**Provided passage**
★ ★ ★ ★ ★ ★ ★
Thanks for the clarifying comment.
Is it any wonder that the average American doesn’t understand the options being debated in Washington, what with 65% of the MSM coverage being devoted to the incoherent ranting of the tea-baggers, 25% devoted to the Republican
disinformation and bat-shit insane liestalking-points, and the rest hopelessly mired in jargon intended to obscure it’s meaning?As has happened with increasing frequency for the last decade or so, we’re being treated to in-depth coverage of the horse-race, with no time left for any real reportage as concerns the substance of the issue.
another great diary. thanks ralphbon.
bravo, ralphbon. i find myself wanting to sip the public option kool-aid, wanting to be reassured that the common good will be protected from the shark attacks.
i get all hot and bothered reading fdl and other progressives blogs and then I realize the apathy around me. Denial, trust in government, exhaustion, laziness, cynicism and hopelessness.
Ignorance and “assumptions” are the enemy. And when the oligarchs control the media … there is propaganda no teacherly consciousness raising there.
Appreciate the poll and your diary. Very valuable revelation.
★ ★ ★ ★ ★ ★ ★
**Provided material**
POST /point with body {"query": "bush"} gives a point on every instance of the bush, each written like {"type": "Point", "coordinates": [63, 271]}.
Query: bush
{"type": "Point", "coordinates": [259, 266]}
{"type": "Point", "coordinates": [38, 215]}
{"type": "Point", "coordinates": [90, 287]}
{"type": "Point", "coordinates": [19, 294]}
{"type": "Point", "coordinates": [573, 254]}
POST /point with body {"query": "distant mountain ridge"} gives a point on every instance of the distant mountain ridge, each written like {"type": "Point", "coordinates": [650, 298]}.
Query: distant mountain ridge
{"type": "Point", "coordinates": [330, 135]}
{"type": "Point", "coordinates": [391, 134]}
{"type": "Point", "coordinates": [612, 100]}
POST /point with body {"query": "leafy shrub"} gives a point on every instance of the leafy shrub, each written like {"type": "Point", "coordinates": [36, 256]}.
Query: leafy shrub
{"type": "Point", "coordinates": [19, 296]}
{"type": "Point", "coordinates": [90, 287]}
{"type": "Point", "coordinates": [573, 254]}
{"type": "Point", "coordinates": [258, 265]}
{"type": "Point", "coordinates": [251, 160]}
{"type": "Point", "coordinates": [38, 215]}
★ ★ ★ ★ ★ ★ ★
**Activities**
A. Answer these about the comment thread:
(i) What share of MSM coverage does one comment say goes to the tea-baggers?
(ii) Which name is thanked or praised in two of the comments?
(iii) What two things does the last comment say it appreciates?
B. Duplicate the stretch of the comment thread from "another great diary." through "the shark attacks.".
The data above plays no part in this work.

**Solutions to each task**
A.
(i) 65%
(ii) ralphbon
(iii) The poll and the diary

B.
another great diary. thanks ralphbon.
bravo, ralphbon. i find myself wanting to sip the public option kool-aid, wanting to be reassured that the common good will be protected from the shark attacks.